>> BEGIN Passage to read

[PATCH bpf-next v1 9/9] selftests/bpf: Tests using sleepable tracepoints to monitor cgroup events

Hao Luo <haoluo@xxxxxxxxxx> · Fri, 25 Feb 2022 15:43:39 -0800

Tests the functionalities of sleepable tracing prog, sleepable tracepoints
(i.e. cgroup_mkdir_s and cgroup_rmdir_s) and cgroup iter prog all together.

The added selftest resembles a real-world application, where bpf is used
to export cgroup-level performance stats. There are two sets of progs in
the test: cgroup_monitor and cgroup_sched_lat

- Cgroup_monitor monitors cgroup creation and deletion using sleepable
  tracing; for each cgroup created, creates a directory in bpffs; creates
  a cgroup iter link and pins it in that directory.

>> END Passage to read

▸ Required actions
**1)** Answer these questions using the patch description above:
(a) Which two sleepable tracepoints does it name?
(b) What are the two sets of progs in the test called?
(c) In what location does cgroup_monitor create a directory for each cgroup created?
**2)** Based on the patch description above, state whether each statement agrees with it, and quote the deciding words:
(a) The selftest resembles a real-world application in which bpf exports cgroup-level performance stats.
(b) The test contains three sets of progs.
(c) For each cgroup created, cgroup_monitor deletes a cgroup iter link.

>> BEGIN Supplied records

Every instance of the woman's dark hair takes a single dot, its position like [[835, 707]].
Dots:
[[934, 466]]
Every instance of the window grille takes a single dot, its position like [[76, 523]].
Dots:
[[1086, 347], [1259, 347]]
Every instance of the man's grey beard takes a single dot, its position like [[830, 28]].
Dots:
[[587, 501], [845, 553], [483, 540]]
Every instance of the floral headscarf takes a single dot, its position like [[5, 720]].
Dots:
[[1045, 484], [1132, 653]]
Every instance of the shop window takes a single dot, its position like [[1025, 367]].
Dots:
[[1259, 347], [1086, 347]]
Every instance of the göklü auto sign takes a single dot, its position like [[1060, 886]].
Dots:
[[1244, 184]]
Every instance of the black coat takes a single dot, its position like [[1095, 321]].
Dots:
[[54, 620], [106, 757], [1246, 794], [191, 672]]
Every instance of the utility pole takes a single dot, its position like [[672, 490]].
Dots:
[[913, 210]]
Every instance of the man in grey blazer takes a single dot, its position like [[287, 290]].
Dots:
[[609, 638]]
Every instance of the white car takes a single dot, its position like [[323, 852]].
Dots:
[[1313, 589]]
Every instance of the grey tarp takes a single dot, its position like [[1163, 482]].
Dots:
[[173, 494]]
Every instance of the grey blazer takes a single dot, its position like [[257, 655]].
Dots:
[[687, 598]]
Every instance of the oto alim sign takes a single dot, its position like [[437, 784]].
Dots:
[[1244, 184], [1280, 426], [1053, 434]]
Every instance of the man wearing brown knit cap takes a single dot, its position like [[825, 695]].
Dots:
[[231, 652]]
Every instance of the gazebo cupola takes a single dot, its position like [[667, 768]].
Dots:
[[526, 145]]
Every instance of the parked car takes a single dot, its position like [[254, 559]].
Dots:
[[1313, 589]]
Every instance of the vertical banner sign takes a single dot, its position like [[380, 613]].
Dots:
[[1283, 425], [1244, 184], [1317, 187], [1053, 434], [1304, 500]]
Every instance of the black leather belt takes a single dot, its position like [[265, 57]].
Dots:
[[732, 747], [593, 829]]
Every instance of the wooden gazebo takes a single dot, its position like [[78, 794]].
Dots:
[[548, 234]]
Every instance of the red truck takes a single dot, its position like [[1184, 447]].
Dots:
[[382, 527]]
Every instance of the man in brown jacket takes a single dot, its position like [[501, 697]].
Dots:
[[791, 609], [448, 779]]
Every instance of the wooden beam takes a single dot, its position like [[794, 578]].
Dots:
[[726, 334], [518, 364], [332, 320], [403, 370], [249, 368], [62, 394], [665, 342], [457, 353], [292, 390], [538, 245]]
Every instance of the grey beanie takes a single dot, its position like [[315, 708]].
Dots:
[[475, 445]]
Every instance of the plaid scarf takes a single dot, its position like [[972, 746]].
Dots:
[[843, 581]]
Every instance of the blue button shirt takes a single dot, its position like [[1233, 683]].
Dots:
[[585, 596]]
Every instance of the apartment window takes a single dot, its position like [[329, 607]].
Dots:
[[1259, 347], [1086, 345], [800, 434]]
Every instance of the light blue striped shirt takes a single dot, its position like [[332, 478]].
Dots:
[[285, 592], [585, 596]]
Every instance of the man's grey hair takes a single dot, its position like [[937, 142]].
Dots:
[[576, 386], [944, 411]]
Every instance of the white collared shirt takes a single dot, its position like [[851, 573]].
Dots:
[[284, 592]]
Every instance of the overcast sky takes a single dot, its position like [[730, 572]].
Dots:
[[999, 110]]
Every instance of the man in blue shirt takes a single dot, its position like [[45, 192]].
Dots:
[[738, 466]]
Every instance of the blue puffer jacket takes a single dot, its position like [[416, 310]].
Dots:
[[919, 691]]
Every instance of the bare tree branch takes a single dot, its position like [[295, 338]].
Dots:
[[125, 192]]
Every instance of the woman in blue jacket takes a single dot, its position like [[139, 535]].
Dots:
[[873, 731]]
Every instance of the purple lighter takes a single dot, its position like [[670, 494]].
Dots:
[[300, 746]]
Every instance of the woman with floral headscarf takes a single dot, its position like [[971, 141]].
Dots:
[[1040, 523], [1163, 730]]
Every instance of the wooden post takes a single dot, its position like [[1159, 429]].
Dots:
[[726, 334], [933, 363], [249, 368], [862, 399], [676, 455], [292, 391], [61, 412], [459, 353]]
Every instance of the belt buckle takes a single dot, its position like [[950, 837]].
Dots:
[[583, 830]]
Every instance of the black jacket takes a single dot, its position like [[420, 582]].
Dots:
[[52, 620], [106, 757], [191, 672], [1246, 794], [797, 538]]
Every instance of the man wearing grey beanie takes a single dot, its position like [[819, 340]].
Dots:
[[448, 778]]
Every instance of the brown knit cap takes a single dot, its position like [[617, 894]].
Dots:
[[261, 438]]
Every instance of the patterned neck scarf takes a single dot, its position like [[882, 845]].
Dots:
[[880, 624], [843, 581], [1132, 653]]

>> END Supplied records
>> BEGIN Supplied records

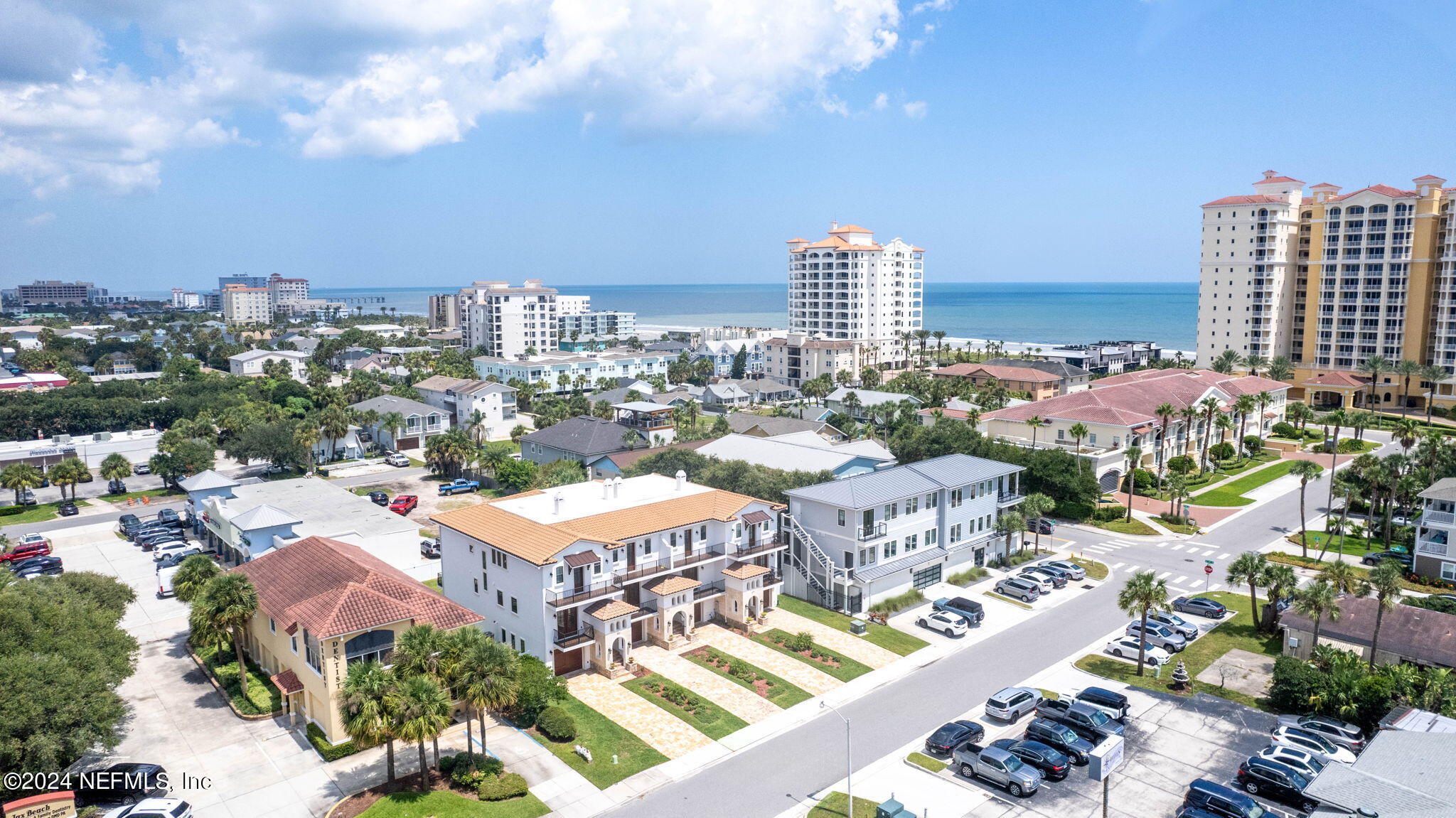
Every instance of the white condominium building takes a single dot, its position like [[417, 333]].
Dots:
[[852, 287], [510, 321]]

>> END Supplied records

▸ Solutions in order
**1)**
(a) cgroup_mkdir_s and cgroup_rmdir_s
(b) cgroup_monitor and cgroup_sched_lat
(c) In bpffs

**2)**
(a) Yes: "where bpf is used to export cgroup-level performance stats"
(b) No: "There are two sets of progs in the test"
(c) No: "creates a cgroup iter link and pins it in that directory"